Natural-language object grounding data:
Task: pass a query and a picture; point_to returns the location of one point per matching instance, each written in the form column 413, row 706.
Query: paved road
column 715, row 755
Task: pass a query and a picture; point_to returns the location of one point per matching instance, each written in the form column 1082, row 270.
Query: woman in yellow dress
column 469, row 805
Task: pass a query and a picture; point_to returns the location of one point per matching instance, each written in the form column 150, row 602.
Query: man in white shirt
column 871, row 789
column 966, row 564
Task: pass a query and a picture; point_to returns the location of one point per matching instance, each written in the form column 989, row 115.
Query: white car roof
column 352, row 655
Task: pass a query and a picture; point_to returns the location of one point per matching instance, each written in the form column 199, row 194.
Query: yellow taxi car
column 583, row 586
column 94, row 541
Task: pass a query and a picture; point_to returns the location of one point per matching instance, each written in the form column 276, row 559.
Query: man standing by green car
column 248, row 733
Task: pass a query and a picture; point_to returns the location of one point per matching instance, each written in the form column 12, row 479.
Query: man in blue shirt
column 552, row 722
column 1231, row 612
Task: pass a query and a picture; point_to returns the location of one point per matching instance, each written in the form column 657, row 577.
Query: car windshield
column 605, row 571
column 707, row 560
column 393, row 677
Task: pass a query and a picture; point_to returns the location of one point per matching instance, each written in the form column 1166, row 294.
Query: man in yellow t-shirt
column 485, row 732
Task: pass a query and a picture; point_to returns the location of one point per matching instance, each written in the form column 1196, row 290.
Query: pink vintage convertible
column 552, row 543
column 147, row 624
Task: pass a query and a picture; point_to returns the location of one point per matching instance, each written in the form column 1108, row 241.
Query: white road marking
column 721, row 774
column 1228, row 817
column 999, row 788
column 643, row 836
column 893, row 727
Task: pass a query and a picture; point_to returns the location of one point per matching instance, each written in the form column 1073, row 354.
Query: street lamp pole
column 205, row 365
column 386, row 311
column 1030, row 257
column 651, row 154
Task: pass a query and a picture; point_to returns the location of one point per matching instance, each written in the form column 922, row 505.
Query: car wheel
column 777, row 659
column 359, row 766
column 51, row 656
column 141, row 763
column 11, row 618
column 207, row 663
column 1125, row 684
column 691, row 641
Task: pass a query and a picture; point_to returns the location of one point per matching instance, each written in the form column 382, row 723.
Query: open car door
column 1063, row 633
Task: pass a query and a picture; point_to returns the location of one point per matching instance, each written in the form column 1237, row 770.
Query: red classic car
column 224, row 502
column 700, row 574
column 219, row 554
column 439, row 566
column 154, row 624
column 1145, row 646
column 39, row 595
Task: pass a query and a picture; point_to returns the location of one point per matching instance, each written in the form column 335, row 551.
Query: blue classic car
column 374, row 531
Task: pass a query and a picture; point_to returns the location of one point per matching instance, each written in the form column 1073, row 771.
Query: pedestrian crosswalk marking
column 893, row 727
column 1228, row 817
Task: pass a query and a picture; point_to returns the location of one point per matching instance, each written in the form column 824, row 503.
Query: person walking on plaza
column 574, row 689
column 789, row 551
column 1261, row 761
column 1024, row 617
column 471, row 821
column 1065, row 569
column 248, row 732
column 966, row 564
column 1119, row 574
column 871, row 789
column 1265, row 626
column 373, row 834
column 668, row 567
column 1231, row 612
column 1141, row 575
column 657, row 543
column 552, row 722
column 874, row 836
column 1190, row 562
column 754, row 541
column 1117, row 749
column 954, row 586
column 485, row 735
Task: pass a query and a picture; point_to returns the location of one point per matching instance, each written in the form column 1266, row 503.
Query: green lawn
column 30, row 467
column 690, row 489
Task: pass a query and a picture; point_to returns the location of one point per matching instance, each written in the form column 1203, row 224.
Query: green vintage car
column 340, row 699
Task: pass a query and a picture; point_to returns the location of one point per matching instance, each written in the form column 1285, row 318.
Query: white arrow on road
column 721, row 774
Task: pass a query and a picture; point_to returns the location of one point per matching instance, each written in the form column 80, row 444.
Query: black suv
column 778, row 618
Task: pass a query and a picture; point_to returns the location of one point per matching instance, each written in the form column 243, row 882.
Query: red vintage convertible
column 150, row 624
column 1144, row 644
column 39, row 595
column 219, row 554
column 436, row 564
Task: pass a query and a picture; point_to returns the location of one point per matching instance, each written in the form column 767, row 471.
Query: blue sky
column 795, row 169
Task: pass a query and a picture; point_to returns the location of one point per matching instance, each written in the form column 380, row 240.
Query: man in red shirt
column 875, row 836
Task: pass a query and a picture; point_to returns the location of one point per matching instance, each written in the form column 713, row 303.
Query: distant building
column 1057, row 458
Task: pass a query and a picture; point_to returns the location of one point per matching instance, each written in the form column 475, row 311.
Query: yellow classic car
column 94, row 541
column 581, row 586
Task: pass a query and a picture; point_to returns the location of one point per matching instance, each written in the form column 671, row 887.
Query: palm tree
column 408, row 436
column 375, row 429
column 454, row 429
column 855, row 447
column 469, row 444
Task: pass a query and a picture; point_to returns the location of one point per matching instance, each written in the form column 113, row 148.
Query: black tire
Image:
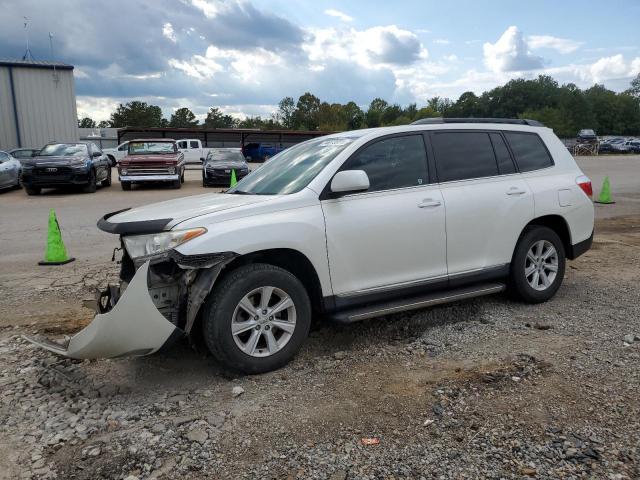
column 91, row 185
column 107, row 181
column 519, row 286
column 222, row 301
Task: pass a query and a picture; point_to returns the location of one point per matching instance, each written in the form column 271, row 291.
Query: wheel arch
column 291, row 260
column 559, row 225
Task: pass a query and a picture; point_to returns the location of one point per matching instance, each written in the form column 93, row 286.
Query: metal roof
column 8, row 62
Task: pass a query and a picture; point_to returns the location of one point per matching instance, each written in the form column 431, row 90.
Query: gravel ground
column 487, row 388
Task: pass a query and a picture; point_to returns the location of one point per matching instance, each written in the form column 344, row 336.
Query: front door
column 392, row 235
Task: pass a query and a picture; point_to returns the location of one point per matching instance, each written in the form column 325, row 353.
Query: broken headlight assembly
column 156, row 244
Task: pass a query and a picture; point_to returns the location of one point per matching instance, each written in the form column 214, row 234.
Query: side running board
column 413, row 303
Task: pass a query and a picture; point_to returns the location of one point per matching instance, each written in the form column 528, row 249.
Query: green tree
column 308, row 112
column 183, row 118
column 86, row 122
column 216, row 119
column 286, row 114
column 136, row 114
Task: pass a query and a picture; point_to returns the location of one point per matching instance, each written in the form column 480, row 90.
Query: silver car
column 9, row 171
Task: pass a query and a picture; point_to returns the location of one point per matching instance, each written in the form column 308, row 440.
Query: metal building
column 37, row 104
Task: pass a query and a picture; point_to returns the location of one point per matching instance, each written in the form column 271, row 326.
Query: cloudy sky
column 245, row 55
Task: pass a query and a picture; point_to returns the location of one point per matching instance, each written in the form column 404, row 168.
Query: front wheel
column 257, row 318
column 538, row 264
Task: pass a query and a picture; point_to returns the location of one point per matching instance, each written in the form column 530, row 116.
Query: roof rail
column 513, row 121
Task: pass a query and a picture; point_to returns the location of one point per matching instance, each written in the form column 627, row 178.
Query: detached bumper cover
column 133, row 327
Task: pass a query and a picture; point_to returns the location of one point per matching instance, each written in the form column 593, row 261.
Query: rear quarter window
column 529, row 151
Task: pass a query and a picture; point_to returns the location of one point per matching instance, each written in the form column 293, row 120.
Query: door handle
column 428, row 202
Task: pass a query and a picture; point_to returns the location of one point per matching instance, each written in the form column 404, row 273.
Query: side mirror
column 349, row 181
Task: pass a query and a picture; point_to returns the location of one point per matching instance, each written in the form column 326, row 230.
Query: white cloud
column 167, row 31
column 510, row 53
column 376, row 47
column 338, row 14
column 561, row 45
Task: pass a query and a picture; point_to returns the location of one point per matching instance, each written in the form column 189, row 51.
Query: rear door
column 487, row 203
column 393, row 235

WORK INSTRUCTIONS:
Repeat every entry above exactly as written and omit any pictures it holds.

EXERCISE OUTPUT:
Task: pass a query and a picture; point_to returns the location of one point per matching instance, each written in the form column 413, row 706.
Query: paved road
column 715, row 755
Task: pass a query and a picture; point_to returns the location of one point per matching instance, each written in the form column 1082, row 270.
Query: woman in yellow dress
column 469, row 805
Task: pass a query and a picture; point_to returns the location of one point per matching instance, each written in the form column 150, row 602.
Query: man in white shirt
column 871, row 789
column 966, row 564
Task: pass a query and a picture; point_to returns the location of one point per matching instance, each written in the form column 989, row 115.
Query: white car roof
column 352, row 655
Task: pass a query and a picture; point_to returns the location of one point per matching instance, each written in the form column 199, row 194.
Query: yellow taxi car
column 583, row 586
column 94, row 541
Task: pass a query and a picture; point_to returns the location of one point per matching instance, each written in the form column 276, row 559.
Query: man standing by green car
column 248, row 733
Task: pass a query and a picture; point_to returns the location of one point per matching instance, each written in the form column 12, row 479.
Query: man in blue shirt
column 552, row 722
column 1231, row 612
Task: pass a query and a picture; point_to returns the location of one point per matching instance, each written in the form column 657, row 577.
Query: car windshield
column 605, row 571
column 707, row 560
column 393, row 677
Task: pass a query and a picture; point_to returns the location of one point per matching instance, each written in the form column 1166, row 294.
Query: man in yellow t-shirt
column 485, row 732
Task: pass a query and a picture; point_to returns the location of one point per matching instance, each written in the form column 1196, row 290.
Query: pink vintage convertible
column 552, row 543
column 147, row 624
Task: pass a query and a picture; point_to returns the location of one point per matching instance, each written in the form column 1108, row 241.
Query: white road marking
column 721, row 774
column 1228, row 817
column 999, row 788
column 643, row 836
column 893, row 727
Task: pass a query and a picture; point_to returns the location of one point per matching instance, each written in the form column 1073, row 354.
Query: street lamp pole
column 205, row 365
column 386, row 311
column 1030, row 257
column 651, row 154
Task: pass a query and a picture; point_to returns the location of one point per matching instance, each written in the form column 922, row 505.
Query: car wheel
column 777, row 659
column 359, row 766
column 51, row 656
column 141, row 763
column 11, row 618
column 207, row 663
column 1125, row 684
column 691, row 641
Task: pass a query and a picture; point_to returns the location of one point per matching instance, each written in the form column 382, row 723.
Query: open car door
column 1063, row 633
Task: pass a query and a picture; point_to returns the location of one point per matching instance, each written in the form column 1237, row 770.
Query: red classic car
column 224, row 502
column 700, row 574
column 219, row 554
column 439, row 566
column 154, row 624
column 1145, row 646
column 39, row 595
Task: pass a query and a picture; point_to returns the location of one point per matching instance, each written in the form column 335, row 551.
Query: blue classic car
column 374, row 531
Task: pass a query and a picture; point_to returns the location of one point per matching instance, each written in the form column 1073, row 771.
Query: pedestrian crosswalk marking
column 893, row 727
column 1228, row 817
Task: pass a query and a picture; point_to returns the location of one point per matching instance, each written in the form column 824, row 503.
Query: person walking on plaza
column 574, row 689
column 789, row 551
column 1261, row 761
column 1024, row 617
column 471, row 821
column 1065, row 569
column 248, row 732
column 966, row 564
column 1119, row 574
column 871, row 789
column 1265, row 626
column 373, row 834
column 668, row 567
column 1231, row 612
column 1141, row 575
column 657, row 543
column 552, row 722
column 874, row 836
column 1190, row 562
column 754, row 541
column 1117, row 749
column 954, row 586
column 485, row 735
Task: pass a query and a picture; point_to returns the location of one point per matching instance, each written in the form column 1266, row 503.
Query: green lawn
column 30, row 467
column 690, row 489
Task: pass a query and a picture; point_to returns the location of one point per matching instance, each written in the form column 1203, row 224.
Query: green vintage car
column 340, row 699
Task: pass a query and a picture; point_to returns the location of one point per matching instance, each written in the form column 1285, row 318.
Query: white arrow on road
column 721, row 774
Task: pass a query and a picture; point_to returns the location of one point per matching instance, each written in the form column 80, row 444.
Query: black suv
column 778, row 618
Task: pass a query and a picture; point_to returns the location of one point per matching instance, each written in the form column 243, row 882.
Query: red vintage convertible
column 150, row 624
column 1144, row 644
column 39, row 595
column 219, row 554
column 436, row 564
Task: pass a query and a picture; point_to returns the location of one point per matching instance, each written in the form column 767, row 471.
Query: blue sky
column 795, row 169
Task: pass a query and a picture; point_to returns the location of one point per matching instance, each written in the form column 380, row 240.
Query: man in red shirt
column 875, row 836
Task: pass a query and a picture; point_to returns the location of one point per matching instance, each written in the form column 713, row 303.
Query: distant building
column 1057, row 458
Task: pass a query and a picture; point_to returns the location of one point per matching instance, each written in the form column 475, row 311.
Query: yellow classic car
column 94, row 541
column 581, row 586
Task: pass a query and a picture; point_to returns the location of one point per matching instance, each written in the form column 671, row 887.
Query: palm tree
column 408, row 436
column 375, row 429
column 454, row 429
column 855, row 447
column 469, row 444
Task: pass a query and a picture; point_to returns the location of one point per matching instance, each written in the form column 113, row 148.
Query: black tire
Image:
column 91, row 185
column 107, row 181
column 519, row 286
column 222, row 301
Task: pass a query and a picture; point_to returns the location of one point per matching instance, each written in the form column 271, row 291.
Query: wheel arch
column 291, row 260
column 559, row 225
Task: pass a query and a picture; point_to returns the location of one point per matching instance, each written in the form column 93, row 286.
Query: metal roof
column 8, row 62
Task: pass a query and a picture; point_to returns the location of one point per matching instance, each written in the form column 431, row 90.
Query: gravel ground
column 487, row 388
Task: pass a query and a picture; point_to returns the location of one point per matching instance, each written in the form column 344, row 336.
Query: front door
column 392, row 235
Task: pass a query and a picture; point_to returns the location of one point per matching instance, each written in the form column 325, row 353.
Query: broken headlight assembly
column 156, row 244
Task: pass a query and a picture; point_to returns the location of one point per matching instance, each written in the form column 214, row 234.
Query: side running board
column 413, row 303
Task: pass a query and a picture; point_to returns the location of one point per matching instance, each written in the form column 528, row 249.
Query: green tree
column 308, row 112
column 183, row 118
column 86, row 122
column 216, row 119
column 286, row 114
column 136, row 114
Task: pass a query and a picture; point_to returns the location of one point per matching instance, each written in the form column 480, row 90.
Query: silver car
column 9, row 171
Task: pass a query and a picture; point_to returns the location of one point per matching instance, each written in the form column 308, row 440.
Query: metal building
column 37, row 104
Task: pass a query and a picture; point_to returns the location of one point per matching instance, each written in the form column 271, row 326.
Query: cloudy sky
column 245, row 55
Task: pass a query and a picture; point_to returns the location of one point per matching instance, each written in the form column 404, row 168.
Query: front wheel
column 257, row 318
column 538, row 264
Task: pass a query and a picture; point_to returns the location of one point per matching instance, each written in the form column 530, row 116.
Query: roof rail
column 513, row 121
Task: pass a query and a picture; point_to returns the location of one point per matching instance, each written in the form column 627, row 178.
Query: detached bumper cover
column 133, row 327
Task: pass a query and a picture; point_to returns the location of one point per matching instance, each written in the form column 593, row 261.
Query: rear quarter window
column 529, row 151
Task: pass a query and a picture; point_to returns the location of one point per matching instance, each written in the form column 293, row 120.
Query: door handle
column 428, row 202
Task: pass a query and a picture; point_to returns the location of one point per matching instance, each written in the form column 404, row 273.
Query: side mirror
column 349, row 181
Task: pass a query and a picture; point_to returns the location of one point per matching instance, each written in the form column 326, row 230.
Query: white cloud
column 167, row 31
column 510, row 53
column 376, row 47
column 338, row 14
column 561, row 45
Task: pass a query and a picture; point_to returns the location of one point per matching instance, each written in the form column 189, row 51.
Query: rear door
column 487, row 203
column 393, row 235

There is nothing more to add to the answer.